-------- Recorded information --------
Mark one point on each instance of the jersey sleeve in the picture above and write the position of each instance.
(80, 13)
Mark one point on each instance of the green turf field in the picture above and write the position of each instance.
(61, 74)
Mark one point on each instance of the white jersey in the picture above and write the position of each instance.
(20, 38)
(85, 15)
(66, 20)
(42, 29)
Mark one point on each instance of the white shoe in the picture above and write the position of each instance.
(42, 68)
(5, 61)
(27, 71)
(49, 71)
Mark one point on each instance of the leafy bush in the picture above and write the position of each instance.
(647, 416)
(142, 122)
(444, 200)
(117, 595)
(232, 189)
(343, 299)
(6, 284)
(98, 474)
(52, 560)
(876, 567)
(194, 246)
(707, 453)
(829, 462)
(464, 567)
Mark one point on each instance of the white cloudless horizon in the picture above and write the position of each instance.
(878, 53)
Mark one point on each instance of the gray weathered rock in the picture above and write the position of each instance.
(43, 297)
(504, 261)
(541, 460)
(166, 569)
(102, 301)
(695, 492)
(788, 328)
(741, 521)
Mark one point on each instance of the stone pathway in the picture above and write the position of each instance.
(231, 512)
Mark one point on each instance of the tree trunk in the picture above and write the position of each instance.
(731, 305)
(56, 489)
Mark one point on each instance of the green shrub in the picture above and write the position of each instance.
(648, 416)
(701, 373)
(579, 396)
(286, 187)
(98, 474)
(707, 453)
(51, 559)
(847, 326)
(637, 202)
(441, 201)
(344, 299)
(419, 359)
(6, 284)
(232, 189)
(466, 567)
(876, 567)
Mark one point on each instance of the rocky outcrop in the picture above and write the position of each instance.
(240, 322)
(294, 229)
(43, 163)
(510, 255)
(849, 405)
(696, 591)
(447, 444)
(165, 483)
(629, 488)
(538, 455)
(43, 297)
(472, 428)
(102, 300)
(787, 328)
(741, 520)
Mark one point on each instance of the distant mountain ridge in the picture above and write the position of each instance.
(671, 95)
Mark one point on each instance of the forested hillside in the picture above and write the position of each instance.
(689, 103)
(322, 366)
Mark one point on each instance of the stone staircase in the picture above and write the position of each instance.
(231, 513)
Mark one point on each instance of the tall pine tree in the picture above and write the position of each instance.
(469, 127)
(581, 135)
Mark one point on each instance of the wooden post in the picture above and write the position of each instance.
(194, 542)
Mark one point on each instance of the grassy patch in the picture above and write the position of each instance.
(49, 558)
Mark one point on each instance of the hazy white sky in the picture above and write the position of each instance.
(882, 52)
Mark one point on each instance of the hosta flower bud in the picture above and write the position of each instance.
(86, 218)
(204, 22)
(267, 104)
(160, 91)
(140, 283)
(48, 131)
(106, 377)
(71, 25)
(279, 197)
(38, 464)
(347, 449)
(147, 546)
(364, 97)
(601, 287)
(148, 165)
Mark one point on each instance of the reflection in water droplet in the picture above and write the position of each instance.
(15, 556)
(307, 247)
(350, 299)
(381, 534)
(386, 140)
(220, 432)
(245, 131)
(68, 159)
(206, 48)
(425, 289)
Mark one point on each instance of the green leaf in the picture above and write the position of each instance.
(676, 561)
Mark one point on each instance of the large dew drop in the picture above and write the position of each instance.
--------
- What to produce
All the data must be duplicated exactly, with nothing added or removed.

- Complete response
Mark one point on each instance of the jersey sleeve in the picture above and write the position of each instance.
(80, 13)
Mark one point on each instance of the green turf field in the picture above and write the position of each instance.
(61, 74)
Mark one point on each instance of the white jersey in the picture above and write the position of each instance.
(20, 38)
(85, 15)
(66, 20)
(42, 29)
Mark one point on each instance of the white shoe in the picture above and write the position of each instance.
(42, 68)
(5, 61)
(27, 71)
(49, 71)
Mark one point on each instance of the leafy bush in the picture above and write the position of each instance.
(647, 416)
(142, 122)
(444, 200)
(117, 595)
(232, 189)
(343, 299)
(6, 284)
(98, 474)
(52, 560)
(876, 567)
(194, 246)
(707, 453)
(829, 462)
(464, 567)
Mark one point on each instance of the white cloudless horizon in the picture above and write the position of each instance.
(878, 53)
Mark one point on each instance of the gray weathered rock in the picture above and write the position of each instance.
(43, 297)
(504, 261)
(541, 460)
(166, 569)
(102, 301)
(695, 492)
(788, 328)
(741, 521)
Mark one point on each instance of the stone pathway in the picture above and write the position of each instance.
(231, 512)
Mark one point on each instance of the tree trunk in the picture above and write the position of each instance.
(731, 305)
(56, 489)
Mark one point on each instance of the green shrub in the picture above and write the position of each instance.
(648, 416)
(701, 373)
(579, 396)
(286, 187)
(98, 474)
(707, 453)
(51, 559)
(847, 326)
(637, 202)
(441, 201)
(344, 299)
(419, 359)
(6, 284)
(232, 189)
(466, 567)
(876, 567)
Mark one point on each instance of the rocky outcrop in the picture above and write the position of each instance.
(240, 322)
(294, 229)
(43, 163)
(510, 255)
(849, 405)
(696, 591)
(447, 444)
(165, 483)
(629, 488)
(538, 455)
(43, 297)
(472, 428)
(102, 300)
(787, 328)
(741, 520)
Mark one point on each instance of the distant mountain ridge in the picture above and write the position of each instance.
(671, 95)
Mark one point on each instance of the forested hillside in the picture above and write the position of each instance.
(689, 103)
(322, 366)
Mark one point on each instance of the stone staircase in the picture above and write the position of each instance.
(231, 513)
Mark one point on each instance of the tall pine tree in the picture above and write the position of each instance.
(469, 127)
(581, 135)
Mark one point on each instance of the wooden post in the picture above and write the position of each instance.
(194, 542)
Mark one point on each instance of the grassy patch in the picture above and write the position of each instance.
(49, 558)
Mark one point on each instance of the hazy white sky in the picture above and write the position of each instance.
(882, 52)
Mark one point on each instance of the hosta flower bud in the picture above and write the position of each instance.
(86, 218)
(204, 22)
(267, 104)
(160, 91)
(140, 283)
(48, 131)
(106, 377)
(71, 25)
(279, 197)
(38, 464)
(347, 449)
(147, 546)
(364, 97)
(601, 287)
(148, 165)
Mark one point on each instance of the reflection in water droplet in the picture above and write the position of each instance.
(15, 556)
(307, 247)
(350, 299)
(381, 534)
(386, 140)
(220, 432)
(245, 131)
(68, 159)
(206, 48)
(425, 289)
Mark one point on each instance of the green leaf in the picture above and write the position of each instance.
(676, 561)
Mark one point on each instance of the large dew drop in the picture above and write the position of each instance.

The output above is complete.